**Instructions for the task**:
Express the rows below as a two-column CSV with the headers request and outline, one line for each row. Put each value in a single quoted field and replace any line breaks with spaces.

Labeled region rows
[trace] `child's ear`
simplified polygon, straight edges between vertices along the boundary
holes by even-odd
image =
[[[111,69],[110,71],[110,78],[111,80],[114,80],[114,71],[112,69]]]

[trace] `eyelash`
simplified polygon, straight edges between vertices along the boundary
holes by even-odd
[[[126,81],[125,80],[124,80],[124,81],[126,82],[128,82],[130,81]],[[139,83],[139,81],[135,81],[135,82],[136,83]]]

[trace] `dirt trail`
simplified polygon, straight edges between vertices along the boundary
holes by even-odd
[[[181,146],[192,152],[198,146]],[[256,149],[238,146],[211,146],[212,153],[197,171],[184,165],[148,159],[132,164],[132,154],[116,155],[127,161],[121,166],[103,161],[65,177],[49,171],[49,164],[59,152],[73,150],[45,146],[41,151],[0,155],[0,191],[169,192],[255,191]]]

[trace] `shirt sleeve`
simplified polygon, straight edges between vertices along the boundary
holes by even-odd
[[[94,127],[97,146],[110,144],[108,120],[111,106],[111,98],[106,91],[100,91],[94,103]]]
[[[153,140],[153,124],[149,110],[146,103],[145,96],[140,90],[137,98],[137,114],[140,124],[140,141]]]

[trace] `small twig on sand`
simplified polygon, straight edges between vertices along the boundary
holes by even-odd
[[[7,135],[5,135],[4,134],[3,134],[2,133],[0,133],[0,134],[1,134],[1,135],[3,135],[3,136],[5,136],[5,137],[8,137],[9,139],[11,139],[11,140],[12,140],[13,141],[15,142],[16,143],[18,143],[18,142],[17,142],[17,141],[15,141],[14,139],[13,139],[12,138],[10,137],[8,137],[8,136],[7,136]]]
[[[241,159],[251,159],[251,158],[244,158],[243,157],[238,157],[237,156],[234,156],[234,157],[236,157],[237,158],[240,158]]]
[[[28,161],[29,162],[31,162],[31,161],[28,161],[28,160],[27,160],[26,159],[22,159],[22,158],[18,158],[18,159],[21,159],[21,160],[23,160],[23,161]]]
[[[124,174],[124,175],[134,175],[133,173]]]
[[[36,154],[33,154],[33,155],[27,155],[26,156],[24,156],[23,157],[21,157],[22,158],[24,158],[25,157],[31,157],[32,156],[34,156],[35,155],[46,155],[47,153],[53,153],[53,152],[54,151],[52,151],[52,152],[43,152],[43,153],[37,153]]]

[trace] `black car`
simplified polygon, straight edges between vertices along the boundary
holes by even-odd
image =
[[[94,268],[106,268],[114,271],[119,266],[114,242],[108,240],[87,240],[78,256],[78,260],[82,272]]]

**Response below**:
request,outline
"[trace] `child's ear` simplified polygon, straight edges between vertices along the boundary holes by even-odd image =","[[[111,69],[110,71],[110,78],[111,80],[114,80],[114,71],[112,69]]]"
"[trace] `eyelash` simplified polygon, straight edges between vertices along the boundary holes by even-odd","[[[126,81],[125,80],[124,80],[124,81],[126,82],[128,82],[130,81]],[[139,83],[139,81],[135,81],[135,82],[136,83]]]"
"[trace] `dirt trail` simplified polygon, straight edges between vertices along the boundary holes by even-odd","[[[181,146],[192,152],[198,146]],[[256,149],[238,146],[211,146],[212,153],[197,171],[184,165],[148,159],[132,164],[132,154],[116,155],[127,161],[121,166],[103,161],[65,177],[49,171],[49,164],[59,152],[73,150],[45,146],[41,151],[0,155],[0,191],[169,192],[255,191]]]"
"[trace] `shirt sleeve` simplified polygon, straight edges between vertices along the boundary holes by even-odd","[[[94,127],[97,146],[110,144],[108,120],[111,106],[111,98],[106,91],[100,91],[94,103]]] [[[153,140],[153,124],[149,110],[146,103],[145,96],[140,90],[137,98],[137,114],[140,124],[140,141]]]"
"[trace] `small twig on sand` simplified polygon, straight edges between vertices along the boundary holes by even-odd","[[[7,135],[5,135],[4,134],[3,134],[2,133],[0,133],[0,134],[1,134],[1,135],[3,135],[3,136],[5,136],[5,137],[8,137],[9,139],[11,139],[11,140],[12,140],[13,141],[15,142],[16,143],[18,143],[18,142],[17,142],[17,141],[15,141],[14,139],[13,139],[12,138],[10,137],[8,137],[8,136],[7,136]]] [[[241,159],[251,159],[251,158],[244,158],[243,157],[238,157],[237,156],[234,156],[234,157],[236,157],[237,158],[240,158]]] [[[28,161],[29,162],[31,162],[31,161],[28,161],[28,160],[27,160],[26,159],[22,159],[22,158],[18,158],[18,159],[21,159],[21,160],[23,160],[23,161]]] [[[124,174],[124,175],[134,175],[133,173]]] [[[36,154],[33,154],[33,155],[27,155],[26,156],[24,156],[23,157],[21,157],[22,158],[24,158],[25,157],[31,157],[32,156],[34,156],[35,155],[46,155],[47,153],[53,153],[53,152],[54,151],[52,151],[52,152],[43,152],[43,153],[37,153]]]"
"[trace] `black car` simplified polygon, straight edges between vertices along the boundary holes by even-odd image =","[[[94,268],[106,268],[114,271],[119,266],[114,242],[108,240],[87,240],[78,256],[78,260],[82,272]]]"